**** Raw data
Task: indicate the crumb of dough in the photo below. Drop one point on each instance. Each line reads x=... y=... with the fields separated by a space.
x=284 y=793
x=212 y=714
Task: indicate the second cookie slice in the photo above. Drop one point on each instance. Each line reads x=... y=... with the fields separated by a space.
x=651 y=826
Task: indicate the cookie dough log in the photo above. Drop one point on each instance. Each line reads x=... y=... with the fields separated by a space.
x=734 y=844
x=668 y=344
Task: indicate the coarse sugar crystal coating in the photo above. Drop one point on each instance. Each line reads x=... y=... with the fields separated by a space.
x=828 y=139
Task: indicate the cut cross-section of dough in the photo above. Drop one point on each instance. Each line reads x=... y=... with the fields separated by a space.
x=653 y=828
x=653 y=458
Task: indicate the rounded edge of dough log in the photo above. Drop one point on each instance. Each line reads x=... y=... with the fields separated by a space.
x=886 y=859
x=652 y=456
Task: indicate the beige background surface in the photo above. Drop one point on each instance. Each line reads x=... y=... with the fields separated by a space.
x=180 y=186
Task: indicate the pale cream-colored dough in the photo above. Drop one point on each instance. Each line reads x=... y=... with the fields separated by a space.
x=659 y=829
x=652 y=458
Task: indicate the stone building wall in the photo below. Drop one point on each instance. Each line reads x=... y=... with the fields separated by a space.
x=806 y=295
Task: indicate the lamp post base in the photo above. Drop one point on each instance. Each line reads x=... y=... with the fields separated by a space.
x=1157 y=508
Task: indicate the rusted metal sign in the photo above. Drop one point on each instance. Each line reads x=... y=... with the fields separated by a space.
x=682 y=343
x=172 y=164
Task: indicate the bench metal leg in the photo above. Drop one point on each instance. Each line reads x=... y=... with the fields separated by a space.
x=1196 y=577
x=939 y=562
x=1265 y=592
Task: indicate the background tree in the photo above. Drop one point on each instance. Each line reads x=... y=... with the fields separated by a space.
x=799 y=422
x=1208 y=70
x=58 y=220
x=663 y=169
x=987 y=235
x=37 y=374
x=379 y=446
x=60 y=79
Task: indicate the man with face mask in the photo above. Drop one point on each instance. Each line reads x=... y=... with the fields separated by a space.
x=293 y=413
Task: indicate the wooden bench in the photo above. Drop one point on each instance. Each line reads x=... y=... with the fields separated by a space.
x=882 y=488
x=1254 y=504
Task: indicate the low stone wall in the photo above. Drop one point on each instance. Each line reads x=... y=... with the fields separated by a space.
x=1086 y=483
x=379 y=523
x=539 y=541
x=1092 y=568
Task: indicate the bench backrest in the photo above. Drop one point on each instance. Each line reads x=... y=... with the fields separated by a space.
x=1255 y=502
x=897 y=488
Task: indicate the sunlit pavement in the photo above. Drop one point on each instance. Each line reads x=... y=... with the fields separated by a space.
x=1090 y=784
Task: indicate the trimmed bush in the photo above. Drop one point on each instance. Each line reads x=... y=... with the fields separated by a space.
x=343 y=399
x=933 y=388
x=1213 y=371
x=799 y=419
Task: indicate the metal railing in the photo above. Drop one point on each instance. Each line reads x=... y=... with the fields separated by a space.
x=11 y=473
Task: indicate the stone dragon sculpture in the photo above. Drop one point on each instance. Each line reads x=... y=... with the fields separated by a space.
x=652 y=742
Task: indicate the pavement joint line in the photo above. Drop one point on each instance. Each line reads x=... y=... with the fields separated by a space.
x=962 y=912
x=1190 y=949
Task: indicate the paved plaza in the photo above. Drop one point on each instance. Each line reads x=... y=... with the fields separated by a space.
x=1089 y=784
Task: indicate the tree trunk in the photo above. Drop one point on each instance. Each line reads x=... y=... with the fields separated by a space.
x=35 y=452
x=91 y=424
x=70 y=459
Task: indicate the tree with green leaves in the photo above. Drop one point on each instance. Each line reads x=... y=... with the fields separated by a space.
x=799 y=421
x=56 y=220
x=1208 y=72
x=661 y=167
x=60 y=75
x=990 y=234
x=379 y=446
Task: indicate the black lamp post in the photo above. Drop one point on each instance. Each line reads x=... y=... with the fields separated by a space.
********
Copy every item above word for word, in the same order.

Task: indicate the crumb of dough in the photo below. Drop one point on each instance. Each line reads x=... y=... with the fields separated by a space.
x=284 y=793
x=212 y=714
Task: indicate the second cookie slice in the photo above. Drop one point on each instance. Each line reads x=... y=... with the fields separated by a space.
x=651 y=826
Task: indicate the cookie dough log in the photo above. Drop one point on each instance. Each line reads x=... y=... with the fields separated by a space.
x=734 y=844
x=668 y=344
Task: indicate the coarse sugar crystal coating in the photo above. Drop one point on each instance. Each line reads x=... y=... with the fields separated by a space.
x=828 y=139
Task: indicate the cut cross-section of dough in the photo above. Drop one point on each instance. Each line reads x=... y=... with the fields separated by a space.
x=653 y=828
x=653 y=458
Task: indicate the rounded edge of dough log in the photo above. Drop one point on each instance. Each line reads x=... y=... with the fields separated by a space.
x=886 y=859
x=652 y=456
Task: indicate the beige background surface in the photo above. Drop one point on each instance. Each line reads x=... y=... with the fields separated by a space.
x=180 y=186
Task: indicate the pale cream-colored dough in the photo above. Drop one point on each instance. Each line reads x=... y=... with the fields separated by a space.
x=659 y=829
x=652 y=458
Task: indicate the stone building wall in the photo below. Drop one point on each instance. Each line reads x=... y=... with the fields separated by a space.
x=806 y=295
Task: indicate the lamp post base in the photo above. Drop one point on each instance. Each line reads x=... y=... with the fields separated by a space.
x=1157 y=508
Task: indicate the rusted metal sign in the photo above. Drop one point on each instance. Each line reads x=... y=... with the fields separated by a space.
x=682 y=343
x=172 y=164
Task: indicate the bench metal leg in the photo above. Drop one point on each instance. Each line reads x=... y=... with the fields separated by a space.
x=1196 y=577
x=939 y=562
x=1265 y=592
Task: indicate the background tree in the photo above. Drop one point on each instance. Each line reads x=... y=... with the fields separated by a space.
x=799 y=422
x=1208 y=70
x=58 y=220
x=663 y=169
x=987 y=235
x=37 y=374
x=379 y=446
x=60 y=79
Task: indicate the man with face mask in the photo above. Drop one point on each instance. Each line reads x=... y=... with the fields separated by a space.
x=293 y=413
Task: indicate the wooden bench in the photo above. Drop one point on each instance. Each line reads x=... y=... with the fields separated by a space.
x=882 y=488
x=1254 y=504
Task: indicate the low stone wall in the photo above. Drop one point on each instance. Each line reads x=... y=... with the fields separated by a space.
x=1086 y=483
x=379 y=523
x=539 y=541
x=1092 y=568
Task: indicate the bench backrest in the photo above. Drop one point on each instance. Each line reads x=... y=... with the fields separated by a space.
x=1255 y=502
x=897 y=488
Task: indicate the sunlit pavement in the photo above. Drop one point on each instance. Each line reads x=... y=... with the fields separated by a space.
x=1090 y=784
Task: indicate the trimmed bush in the photo above. Drop one point on each instance. Each line reads x=... y=... with the fields separated by a space.
x=343 y=399
x=933 y=388
x=1213 y=371
x=799 y=419
Task: indicate the metal railing in the photo above. Drop one point on each instance. Each line reads x=... y=... with the fields separated by a space.
x=11 y=473
Task: indicate the stone dragon sculpture in the photo above. Drop one point on each instance. Each line reads x=... y=... with the fields separated by a space.
x=652 y=742
Task: indicate the pavement joint line in the photo above. Drop one point on each instance. Each line reads x=... y=... with the fields separated by a space.
x=962 y=912
x=1190 y=949
Task: indicate the paved plaza in the photo above. Drop one point on each instance. Each line reads x=... y=... with the fields separated by a space.
x=1089 y=784
Task: indicate the tree trunk in the photo above. Drop one point on each instance. Each line reads x=... y=... with the fields separated by a space.
x=35 y=452
x=91 y=424
x=70 y=459
Task: indicate the tree with green leaves in the photo above. Drop one point on each instance. Each line reads x=... y=... with the fields separated by a space.
x=799 y=421
x=56 y=220
x=1208 y=72
x=661 y=167
x=60 y=75
x=990 y=234
x=379 y=446
Task: indicate the black lamp post in the photo above. Drop one point on each instance. Each line reads x=... y=... with the fields separated by a space.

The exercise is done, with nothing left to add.